• Problem description
Make an exact copy of the entries below.

• Data to use

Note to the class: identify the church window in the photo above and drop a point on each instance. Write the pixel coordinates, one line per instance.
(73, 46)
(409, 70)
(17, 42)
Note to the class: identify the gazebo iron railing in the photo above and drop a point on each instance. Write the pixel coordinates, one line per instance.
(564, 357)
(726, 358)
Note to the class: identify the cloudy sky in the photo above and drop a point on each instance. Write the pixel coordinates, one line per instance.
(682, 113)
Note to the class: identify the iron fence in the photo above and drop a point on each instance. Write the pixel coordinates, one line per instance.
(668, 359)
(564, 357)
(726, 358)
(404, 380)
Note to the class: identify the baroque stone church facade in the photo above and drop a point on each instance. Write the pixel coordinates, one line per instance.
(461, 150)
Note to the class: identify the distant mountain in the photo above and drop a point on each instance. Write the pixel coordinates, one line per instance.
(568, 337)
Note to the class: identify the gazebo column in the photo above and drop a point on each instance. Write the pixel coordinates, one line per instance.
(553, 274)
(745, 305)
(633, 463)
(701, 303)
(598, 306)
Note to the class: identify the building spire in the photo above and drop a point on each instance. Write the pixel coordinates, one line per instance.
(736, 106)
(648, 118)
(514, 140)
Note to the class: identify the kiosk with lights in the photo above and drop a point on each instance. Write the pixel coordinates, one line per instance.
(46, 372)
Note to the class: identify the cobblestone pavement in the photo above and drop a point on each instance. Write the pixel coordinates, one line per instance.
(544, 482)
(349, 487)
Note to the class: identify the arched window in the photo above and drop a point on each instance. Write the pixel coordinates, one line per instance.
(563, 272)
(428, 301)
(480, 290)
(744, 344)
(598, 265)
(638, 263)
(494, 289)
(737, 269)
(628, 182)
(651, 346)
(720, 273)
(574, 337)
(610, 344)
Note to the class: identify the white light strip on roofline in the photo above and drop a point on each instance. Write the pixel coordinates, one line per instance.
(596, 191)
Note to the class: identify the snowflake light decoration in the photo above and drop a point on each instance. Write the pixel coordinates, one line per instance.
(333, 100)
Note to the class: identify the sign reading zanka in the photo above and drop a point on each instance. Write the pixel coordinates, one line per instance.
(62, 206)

• Solution to this task
Note to the class: identify the church window in the photo above and drop a point on each instance. Write the pixel coordinates, one line per instance.
(73, 46)
(409, 70)
(17, 42)
Note to the class: identify the gazebo iron railing in the photo above and drop a point on each instance. Write the pixel coordinates, one line per instance.
(564, 357)
(726, 358)
Note to the class: identify the cloudy sky in the photo above and drop a point on each instance. Write the pixel coordinates, one line per instance.
(682, 113)
Note to the class: identify the iron fence in the photo above and drop a point on each instance. Write the pixel coordinates, one line per instance.
(668, 359)
(564, 357)
(726, 358)
(404, 380)
Note to the class: identify the baroque stone church facade in the photo above and drop a point on each instance. Write the pixel coordinates, one line per instance.
(461, 150)
Note to the class: identify the distant mountain in the photo above and drop a point on each instance. Write the pixel coordinates, one line per instance.
(568, 337)
Note to the class: identify the gazebo column in the photo above and drop a point on each instance. Write the pixel coordinates, one line per instance.
(553, 274)
(745, 305)
(633, 463)
(701, 303)
(598, 306)
Note to the class: identify the building spire in the photo above and drop a point on each instance. Write the pixel coordinates, one line per instance.
(736, 106)
(648, 118)
(514, 140)
Note to the class: identify the kiosk with lights in the photo above and drop a point on each instance. Write the pixel coordinates, one line per instance.
(46, 372)
Note to the class: identify the cobblestone pavement in the photo above and drop a point on each instance. Write the pixel coordinates, one line per instance.
(544, 482)
(349, 487)
Note to the class: identify the arched window in the photo above and drop a point on each instance. Write the pixel coordinates, one line per instance.
(563, 272)
(428, 301)
(480, 290)
(744, 344)
(598, 265)
(638, 263)
(494, 289)
(737, 269)
(628, 182)
(651, 346)
(720, 273)
(574, 337)
(610, 344)
Note to the class: identify the white light strip on roofline in the photo above and drop a point on each instance. Write the pixel coordinates, one line per instance.
(596, 191)
Note to the class: identify the snowflake light decoration in the photo above and drop a point on each instance. Write the pixel coordinates, one line per instance.
(333, 100)
Note to the class: identify the sign reading zanka in the photo above and drop a point on each instance. Write the pixel coordinates, one line per instance.
(62, 206)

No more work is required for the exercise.